■ DIRECTIONS ■
The exercise asks for every line of the data to be reproduced exactly.

(Stored entries)
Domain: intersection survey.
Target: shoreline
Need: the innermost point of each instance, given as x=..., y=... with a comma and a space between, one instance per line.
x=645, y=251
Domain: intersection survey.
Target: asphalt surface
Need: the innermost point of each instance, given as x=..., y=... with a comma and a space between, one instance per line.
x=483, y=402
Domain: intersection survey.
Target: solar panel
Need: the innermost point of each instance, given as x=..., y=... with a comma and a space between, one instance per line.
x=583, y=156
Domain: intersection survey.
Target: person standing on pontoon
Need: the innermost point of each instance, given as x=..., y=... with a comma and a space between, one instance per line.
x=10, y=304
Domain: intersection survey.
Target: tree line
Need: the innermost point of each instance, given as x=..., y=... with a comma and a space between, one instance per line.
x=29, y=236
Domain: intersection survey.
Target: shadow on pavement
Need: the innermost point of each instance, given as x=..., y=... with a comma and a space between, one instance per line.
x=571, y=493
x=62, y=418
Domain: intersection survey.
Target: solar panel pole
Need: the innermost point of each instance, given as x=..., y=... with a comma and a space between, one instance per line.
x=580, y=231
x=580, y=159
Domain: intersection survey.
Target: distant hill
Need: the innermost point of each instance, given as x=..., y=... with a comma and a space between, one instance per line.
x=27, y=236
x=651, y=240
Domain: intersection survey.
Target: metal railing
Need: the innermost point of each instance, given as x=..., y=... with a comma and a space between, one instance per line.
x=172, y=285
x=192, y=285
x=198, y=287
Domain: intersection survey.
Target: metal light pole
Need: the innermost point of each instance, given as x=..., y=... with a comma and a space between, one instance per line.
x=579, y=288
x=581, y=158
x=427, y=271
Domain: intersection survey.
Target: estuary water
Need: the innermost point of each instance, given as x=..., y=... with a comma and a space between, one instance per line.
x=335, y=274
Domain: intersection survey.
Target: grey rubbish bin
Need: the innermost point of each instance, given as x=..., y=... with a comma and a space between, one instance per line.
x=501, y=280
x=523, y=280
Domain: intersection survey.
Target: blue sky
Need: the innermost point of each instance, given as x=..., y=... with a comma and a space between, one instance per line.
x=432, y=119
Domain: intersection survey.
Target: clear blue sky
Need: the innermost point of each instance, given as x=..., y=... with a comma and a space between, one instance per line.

■ FULL OUTPUT ■
Domain: intersection survey.
Target: shoreline
Need: the innermost point of each instance, given as x=..., y=... with a comma and a space between, one instance per line.
x=645, y=251
Domain: intersection survey.
Target: asphalt surface
Need: the innermost point of each instance, given as x=..., y=... with a comma and a space between, one instance per line.
x=483, y=402
Domain: intersection survey.
Target: solar panel
Need: the innermost point of each instance, given as x=..., y=... with a comma and a space between, one instance per line.
x=583, y=156
Domain: intersection survey.
Target: person standing on pontoon
Need: the innermost point of each instance, given as x=..., y=... with a comma and a space between, one instance per line.
x=10, y=304
Domain: intersection survey.
Target: tree line
Need: the innermost point of each instance, given as x=..., y=... with a comma and a space between, one instance per line.
x=29, y=236
Domain: intersection survey.
Target: shadow on pavement
Need: the innermost point of each instance, given as x=..., y=... with a comma and a space between, one instance per line.
x=571, y=493
x=62, y=418
Domain: intersection survey.
Target: solar panel pole
Need: the innermost point of each instance, given as x=..., y=... with a comma and a space between, one instance per line.
x=580, y=231
x=580, y=159
Domain: intersection survey.
Target: distant hill
Need: the innermost point of each instance, given as x=..., y=... with a comma and a space between, one instance per line.
x=27, y=236
x=651, y=240
Domain: intersection survey.
Target: metal railing
Need: the innermost point of each instance, given as x=..., y=... with a comma and a space between, one instance per line.
x=172, y=285
x=192, y=285
x=198, y=287
Domain: intersection survey.
Target: metal light pole
Need: the innermost point of each instance, given as x=..., y=... with a comma and a space between, one instance per line.
x=579, y=288
x=581, y=158
x=427, y=271
Domain: intersection survey.
Target: estuary water
Need: the innermost point of each instance, given as x=..., y=... with a comma and a space between, one instance per line.
x=335, y=274
Domain: intersection survey.
Target: grey rubbish bin
Need: the innermost point of each instance, given as x=..., y=... with a comma and a space between, one instance per line.
x=501, y=280
x=523, y=280
Domain: intersection survey.
Target: blue sky
Need: the innermost point of each instance, given as x=..., y=... with a comma and a space between, one instance per line.
x=432, y=119
Domain: intersection survey.
Target: clear blue sky
Need: the innermost point of each instance, given as x=..., y=... with a comma and a space between, one instance per line.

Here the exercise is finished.